### Estratto
-*-

La Legge Galli prevede gli ATO, il gestore unico, il passaggio della titolarità dai comuni all’Ato, che in Toscana ha assunto la forma del consorzio obbligatorio, etc.. Il risultato che noi abbiamo avuto, giudicando secondo l’esperienza della Val di Cornia, non è al momento un risultato positivo. L’esperienza è, per certi versi, anomala. Infatti in quest’area (formata dai comuni di Campiglia M., Piombino, San Vincenzo, Sassetta e Suvereto), dopo la tradizionale gestione diretta da parte dei Comuni, si sperimentò agli inizi degli anni ‘90 una gestione privatistica, con l’affidamento del servizio idrico alla Società Italgas da parte dei Comuni. Allora i Comuni avevano tre possibilità: gestire direttamente, costituire consorzi o società per la gestione o affidare il servizio a privati, che poi erano le forme previste dalla legge 142. Così i cinque comuni della Val di Cornia fecero questa esperienza di affidamento del servizio idrico acquedotto, fognatura e depurazione ad una azienda esterna: l’Italgas.

Ebbene qualche anno dopo i comuni della Val di Cornia hanno deciso di interrompere questo rapporto, tornando ad una gestione pubblica, interrompendo il contratto con Italgas per riportarlo in capo a un consorzio intercomunale che nel frattempo avevano costituito con il compito di tutelare e gestire la risorsa idrica (il CIGRI). Questa era la fase in cui ci ha trovato la nuova normativa, cioè un percorso che aveva già sperimentato le differenze tra gestione diretta e gestione privata, con il ritorno, per volontà dei comuni, ad una gestione pubblica esercitata da un consorzio pubblico, successivamente trasformato in società per azioni interamente pubblica (il CIGRI spa).

Poi è arrivato l’ATO, il tentativo estenuante di una programmazione di area vasta, il piano d’ambito, l’individuazione del gestore unico e un processo doloroso di concentrazione aziendale. Questa è la strada che abbiamo seguito qui a Livorno: quella di formare il gestore unico attraverso la concentrazione delle aziende pubbliche esistenti in tutto l’ATO che gestivano in quel momento il servizio, oltre alla presenza dei comuni che gestivano ancora direttamente l’acqua, le fognature e la depurazione: in sintesi l’azienda della Val di Cornia (CIGRI) e l’azienda di Volterra (ASAV) sono confluite nell’azienda di Livorno (ASA) individuata come elemento di concentrazione. Dopo la concentrazione, siamo ora nella fase di privatizzazione di una quota minoritaria di ASA spa.

-*-

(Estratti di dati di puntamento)
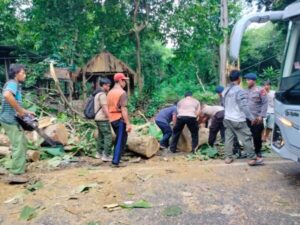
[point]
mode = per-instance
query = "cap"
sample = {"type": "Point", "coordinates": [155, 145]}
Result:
{"type": "Point", "coordinates": [234, 75]}
{"type": "Point", "coordinates": [250, 76]}
{"type": "Point", "coordinates": [219, 89]}
{"type": "Point", "coordinates": [104, 81]}
{"type": "Point", "coordinates": [267, 82]}
{"type": "Point", "coordinates": [188, 93]}
{"type": "Point", "coordinates": [120, 76]}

-*-

### Compito assegnato 1
Riporta fedelmente dall'estratto la parte che si apre con le parole contenenti "Poi è arrivato" e si chiude con "di ASA spa.".
### Compito assegnato 2
Rispondi in base all'estratto:
(a) A quale società i comuni della Val di Cornia affidarono il servizio idrico agli inizi degli anni '90?
(b) Con quale sigla viene indicato il consorzio intercomunale a cui fu riportato il servizio dopo l'interruzione del contratto?
(c) In quale azienda sono confluite le aziende della Val di Cornia e di Volterra?

### Risposta completa 1
Poi è arrivato l’ATO, il tentativo estenuante di una programmazione di area vasta, il piano d’ambito, l’individuazione del gestore unico e un processo doloroso di concentrazione aziendale. Questa è la strada che abbiamo seguito qui a Livorno: quella di formare il gestore unico attraverso la concentrazione delle aziende pubbliche esistenti in tutto l’ATO che gestivano in quel momento il servizio, oltre alla presenza dei comuni che gestivano ancora direttamente l’acqua, le fognature e la depurazione: in sintesi l’azienda della Val di Cornia (CIGRI) e l’azienda di Volterra (ASAV) sono confluite nell’azienda di Livorno (ASA) individuata come elemento di concentrazione. Dopo la concentrazione, siamo ora nella fase di privatizzazione di una quota minoritaria di ASA spa.

### Risposta completa 2
(a) Alla Società Italgas.
(b) CIGRI.
(c) Nell'azienda di Livorno, ASA.